■ **WRITTEN PROBLEM A**
Reproduce the part of the lava flow benchmark text between "Here we examine" and "(11.60%; Table 2).", inclusive.
■ **WRITTEN PROBLEM B**
Name every simulation code that the lava flow benchmark text mentions.

■ **DOCUMENT PASSAGE**

Here we examine flow thickening during interaction with an obstacle, and compare the effects of barriers on local flow thickness in each simulation code. The steady-state thicknesses are plotted against internal angle of the obstacle in Fig. 3. An obstacle internal angle of 0° refers to the control case with no obstacle (BM-A). This comparison shows that OpenFOAM, VolcFlow and COMSOL reproduce the experimental results for the 90° obstacle but underestimate, to varying degrees, the flow accumulation behind the 180° barrier. MOLASSES, in contrast, reproduces the lava thickness behind the 180° barrier but overestimates the thickness behind the 90° barrier. FLOW-3D simulations are thinner in the control and 180° obstacle cases, but thicker against the 90° barrier. Overall, OpenFOAM has the lowest NRMSE (6.62%), followed by MOLASSES (11.60%; Table 2).

Fig. 3
figure 3

Results of Benchmarks A and B. Change in flow thickness 0.5 cm upslope of the obstacle (24.5 cm downslope of the vent) with increasing obstacle internal angle for the control (0°), 90°, and 180° benchmarks. FLOW-3D and VolcFlow values are slightly shifted for the 180° obstacle to avoid direct overlap

Benchmark C: Cooling, isoviscous axisymmetric flow

The cooling, radially spreading benchmark provides a test of combined axisymmetric flow and thermal effects. Axisymmetric dome extrusion has an isoviscous analytical solution (Huppert, 1982), which we plot alongside the experimental measurements (Garel et al., 2012) and results from all models that support temperature calculation in Fig. 4a. All models replicate the observed axisymmetric flow spreading (NRMSE <8%) and capture the cooling of the flow with temperature profiles along radius at 1230 s (NRMSE <0.3%; Fig. 4b). In detail, OpenFOAM and COMSOL bracket the experimental data for spreading, which is offset slightly from the analytical solution of Huppert (1982). MOLASSES matches the experimental radial growth well (NRMSE 0.56%), and for this horizontal, low effusion rate example, MOLASSES volume steps can relate well to time steps with constant effusion rate.

■ **LISTING**
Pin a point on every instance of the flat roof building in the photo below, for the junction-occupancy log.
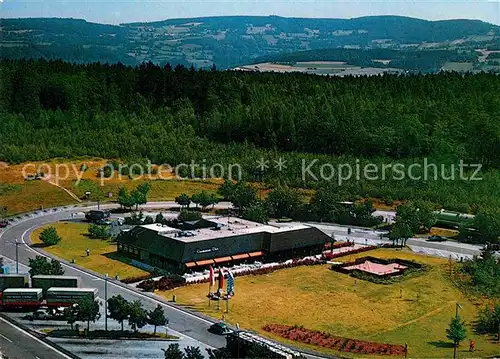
(214, 241)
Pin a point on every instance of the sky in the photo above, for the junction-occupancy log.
(122, 11)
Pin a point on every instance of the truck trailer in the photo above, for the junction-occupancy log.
(66, 297)
(21, 297)
(13, 281)
(51, 281)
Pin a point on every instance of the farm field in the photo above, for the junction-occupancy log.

■ **TASK SOLUTION A**
Here we examine flow thickening during interaction with an obstacle, and compare the effects of barriers on local flow thickness in each simulation code. The steady-state thicknesses are plotted against internal angle of the obstacle in Fig. 3. An obstacle internal angle of 0° refers to the control case with no obstacle (BM-A). This comparison shows that OpenFOAM, VolcFlow and COMSOL reproduce the experimental results for the 90° obstacle but underestimate, to varying degrees, the flow accumulation behind the 180° barrier. MOLASSES, in contrast, reproduces the lava thickness behind the 180° barrier but overestimates the thickness behind the 90° barrier. FLOW-3D simulations are thinner in the control and 180° obstacle cases, but thicker against the 90° barrier. Overall, OpenFOAM has the lowest NRMSE (6.62%), followed by MOLASSES (11.60%; Table 2).

■ **TASK SOLUTION B**
OpenFOAM, VolcFlow, COMSOL, MOLASSES, FLOW-3D